-- WORK TO BE COMPLETED --
Apart from the pictures, every line below is to be set down exactly.

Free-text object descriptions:
+ + +

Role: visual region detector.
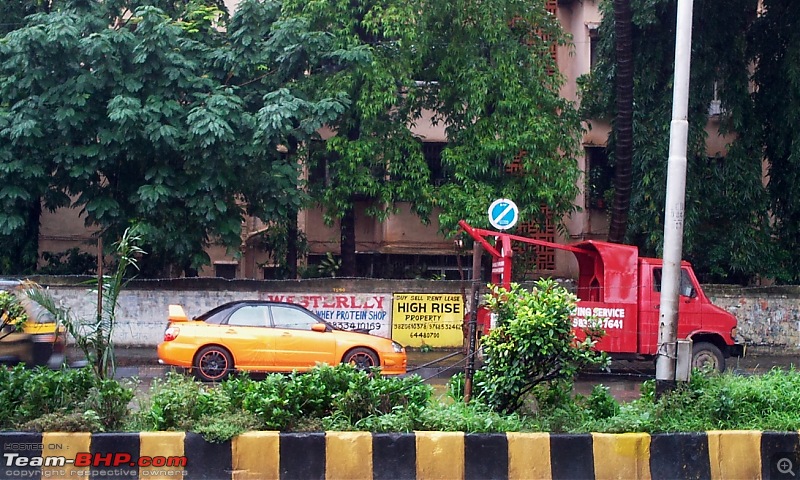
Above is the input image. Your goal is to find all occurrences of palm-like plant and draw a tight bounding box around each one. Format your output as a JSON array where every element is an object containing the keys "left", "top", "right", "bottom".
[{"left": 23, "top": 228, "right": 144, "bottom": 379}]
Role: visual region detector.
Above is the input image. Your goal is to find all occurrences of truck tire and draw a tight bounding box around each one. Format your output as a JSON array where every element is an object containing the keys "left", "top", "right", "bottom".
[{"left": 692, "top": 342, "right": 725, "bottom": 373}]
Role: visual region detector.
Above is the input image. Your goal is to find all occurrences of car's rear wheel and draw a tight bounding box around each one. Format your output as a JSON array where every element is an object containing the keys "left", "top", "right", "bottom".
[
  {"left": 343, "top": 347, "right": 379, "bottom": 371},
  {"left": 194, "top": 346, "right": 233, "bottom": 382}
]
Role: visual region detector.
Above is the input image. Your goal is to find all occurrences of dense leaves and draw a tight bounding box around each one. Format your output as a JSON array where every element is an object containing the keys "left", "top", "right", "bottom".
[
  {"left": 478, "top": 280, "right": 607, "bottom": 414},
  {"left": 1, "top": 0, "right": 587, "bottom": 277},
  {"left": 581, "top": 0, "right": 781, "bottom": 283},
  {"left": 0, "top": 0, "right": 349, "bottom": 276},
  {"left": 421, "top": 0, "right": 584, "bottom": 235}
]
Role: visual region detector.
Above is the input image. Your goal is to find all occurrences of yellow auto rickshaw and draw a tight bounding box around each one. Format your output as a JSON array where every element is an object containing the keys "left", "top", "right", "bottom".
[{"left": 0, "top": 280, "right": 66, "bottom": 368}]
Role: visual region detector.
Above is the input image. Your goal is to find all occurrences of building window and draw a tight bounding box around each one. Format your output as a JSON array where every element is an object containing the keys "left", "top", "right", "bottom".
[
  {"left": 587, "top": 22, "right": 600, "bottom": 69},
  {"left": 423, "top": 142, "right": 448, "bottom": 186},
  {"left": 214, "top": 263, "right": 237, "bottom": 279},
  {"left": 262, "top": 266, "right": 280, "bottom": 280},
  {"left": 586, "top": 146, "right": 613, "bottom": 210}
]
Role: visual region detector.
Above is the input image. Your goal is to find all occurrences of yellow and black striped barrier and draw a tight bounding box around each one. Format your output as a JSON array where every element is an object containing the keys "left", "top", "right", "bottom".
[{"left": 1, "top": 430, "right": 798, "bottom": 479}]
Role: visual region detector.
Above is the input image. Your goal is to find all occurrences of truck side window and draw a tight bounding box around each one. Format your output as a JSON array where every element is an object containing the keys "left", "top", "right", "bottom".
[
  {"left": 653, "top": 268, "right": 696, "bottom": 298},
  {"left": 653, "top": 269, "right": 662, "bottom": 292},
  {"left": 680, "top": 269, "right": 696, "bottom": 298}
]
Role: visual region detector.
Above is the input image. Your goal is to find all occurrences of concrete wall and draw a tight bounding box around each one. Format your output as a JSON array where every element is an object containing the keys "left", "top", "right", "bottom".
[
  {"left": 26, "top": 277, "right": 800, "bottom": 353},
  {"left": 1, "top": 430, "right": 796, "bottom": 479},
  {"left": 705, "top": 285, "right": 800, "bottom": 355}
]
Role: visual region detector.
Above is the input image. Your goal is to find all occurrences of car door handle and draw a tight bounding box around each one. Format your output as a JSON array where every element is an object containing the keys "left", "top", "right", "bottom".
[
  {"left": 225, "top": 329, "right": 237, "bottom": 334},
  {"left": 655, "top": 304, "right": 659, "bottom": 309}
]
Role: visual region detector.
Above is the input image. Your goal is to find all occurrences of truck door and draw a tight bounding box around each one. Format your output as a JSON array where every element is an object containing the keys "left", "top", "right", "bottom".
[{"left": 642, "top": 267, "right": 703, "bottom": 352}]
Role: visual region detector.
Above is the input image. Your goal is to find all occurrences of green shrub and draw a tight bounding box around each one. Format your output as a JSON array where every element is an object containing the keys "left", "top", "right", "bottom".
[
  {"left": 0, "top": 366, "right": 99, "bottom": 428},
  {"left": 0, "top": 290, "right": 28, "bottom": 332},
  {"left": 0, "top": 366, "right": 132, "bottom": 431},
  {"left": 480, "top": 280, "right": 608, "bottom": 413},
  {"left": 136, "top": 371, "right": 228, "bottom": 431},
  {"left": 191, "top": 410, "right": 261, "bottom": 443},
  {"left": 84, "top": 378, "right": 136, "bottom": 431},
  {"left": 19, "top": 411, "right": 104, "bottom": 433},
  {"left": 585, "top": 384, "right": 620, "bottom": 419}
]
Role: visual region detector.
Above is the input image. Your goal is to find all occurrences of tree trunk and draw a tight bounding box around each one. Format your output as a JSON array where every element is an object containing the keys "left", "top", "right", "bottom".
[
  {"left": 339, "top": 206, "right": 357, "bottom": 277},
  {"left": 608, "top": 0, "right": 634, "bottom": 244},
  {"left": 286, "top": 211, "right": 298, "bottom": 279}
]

+ + +

-- ANSWER TO THE EXERCISE --
Role: visual region detector.
Above is the input image. Your goal is to find all occurrences of palm-like plant and draw a tight bounding box around each one. Format your output as a JSON array where every element is an object containing the keys "left", "top", "right", "bottom".
[{"left": 23, "top": 228, "right": 144, "bottom": 379}]
Role: visual region detector.
Above is the input image. Your goal is to find all occurrences of truck tire and draw a tight bounding box around each one. Format your output as a JSON array where every element is an object containing the keys "left", "top", "right", "bottom".
[{"left": 692, "top": 342, "right": 725, "bottom": 373}]
Role: visual region detector.
Above is the input image. Your goal is to find all occurrences of car's rear wheel and draw a tight bounding box around each one. Format your output as a JSON array where every element is an object containing the keys "left", "top", "right", "bottom".
[
  {"left": 343, "top": 347, "right": 379, "bottom": 371},
  {"left": 194, "top": 346, "right": 233, "bottom": 382}
]
Role: visual region detector.
Above is the input image. Your goal is to find all occurrences of dense leaves and draw a tight bounding box around each one. Format your output as a JSON array where every element is an object containing the keys "left", "top", "right", "bottom".
[
  {"left": 478, "top": 280, "right": 607, "bottom": 414},
  {"left": 1, "top": 0, "right": 587, "bottom": 277},
  {"left": 581, "top": 0, "right": 781, "bottom": 283},
  {"left": 0, "top": 0, "right": 349, "bottom": 276},
  {"left": 421, "top": 0, "right": 584, "bottom": 235}
]
Role: visual region detector.
Above is the input image. Your goal is to find all occurrences of yellow auto rickshaw and draw a tight bounding box around each one. Format your output as a JSON array where every element is an object containing the keys "left", "top", "right", "bottom".
[{"left": 0, "top": 280, "right": 66, "bottom": 368}]
Role: visual region detector.
Above is the input image. Your goal is to find all occurrences of building window and draw a tight bounding box around each one. Format your output as a JSON array where every element is an object containing the keys "left", "top", "right", "bottom".
[
  {"left": 587, "top": 22, "right": 600, "bottom": 69},
  {"left": 423, "top": 142, "right": 448, "bottom": 186},
  {"left": 214, "top": 263, "right": 237, "bottom": 279},
  {"left": 262, "top": 266, "right": 280, "bottom": 280},
  {"left": 586, "top": 146, "right": 613, "bottom": 210}
]
Role: visual region detector.
Above is the input image. Your goal is to find all occurrences of yellow and black striped barrier and draw a tight bounding box around each one. Format your output as a JSON array where every element is an object containing the keys "left", "top", "right", "bottom".
[{"left": 1, "top": 430, "right": 798, "bottom": 479}]
Role: visual region detector.
Above is the input image. Your goal is to find all occurrences of truck side window and draw a tight bounding box around each one. Format your output as a JSON array where every element is an object containing the keys "left", "top", "right", "bottom".
[
  {"left": 653, "top": 268, "right": 696, "bottom": 298},
  {"left": 653, "top": 269, "right": 662, "bottom": 292},
  {"left": 680, "top": 269, "right": 696, "bottom": 298}
]
Role: visual region detector.
Above is the input image. Your goal is to find all occurrences of concrete wall and draw a tight bounding box around each one. Format your output as a JSON array where every element is an object containing the keys "left", "top", "right", "bottom".
[
  {"left": 26, "top": 277, "right": 800, "bottom": 353},
  {"left": 1, "top": 430, "right": 796, "bottom": 479},
  {"left": 705, "top": 285, "right": 800, "bottom": 355}
]
Role: visual region detector.
Above is the input image. Your goal is to find all occurrences of car door handle and draw a tight bounding box around each one. Format your output as a JSON array where every element is an object containing the keys "left", "top", "right", "bottom".
[
  {"left": 225, "top": 329, "right": 237, "bottom": 334},
  {"left": 655, "top": 304, "right": 659, "bottom": 309}
]
Role: visual region detector.
Above is the input image. Your goal is to find all occurrences of truck door and draw a tight bounding box around each one. Format your output as a JSON array where every element is an object containing the keys "left", "top", "right", "bottom".
[{"left": 642, "top": 267, "right": 703, "bottom": 352}]
Role: visual region detector.
Above is the input image. Your goal is to find all occurrences of green shrub and draw a tight bounding box around each one. Format your output as a JSON array where every element is an object containing the keys "left", "top", "right", "bottom".
[
  {"left": 0, "top": 366, "right": 99, "bottom": 428},
  {"left": 0, "top": 290, "right": 28, "bottom": 332},
  {"left": 0, "top": 366, "right": 132, "bottom": 431},
  {"left": 480, "top": 280, "right": 608, "bottom": 413},
  {"left": 136, "top": 371, "right": 228, "bottom": 431},
  {"left": 191, "top": 410, "right": 261, "bottom": 443},
  {"left": 84, "top": 378, "right": 136, "bottom": 431},
  {"left": 19, "top": 411, "right": 104, "bottom": 433},
  {"left": 585, "top": 384, "right": 620, "bottom": 419}
]
Role: visual region detector.
Above is the input image. Your goal is to find all occurrences of tree trunk and draw a tight bounding box around each one. Format your output as a JSON array where every element is an object containing the keys "left", "top", "right", "bottom".
[
  {"left": 339, "top": 206, "right": 357, "bottom": 277},
  {"left": 608, "top": 0, "right": 634, "bottom": 244},
  {"left": 286, "top": 211, "right": 298, "bottom": 279}
]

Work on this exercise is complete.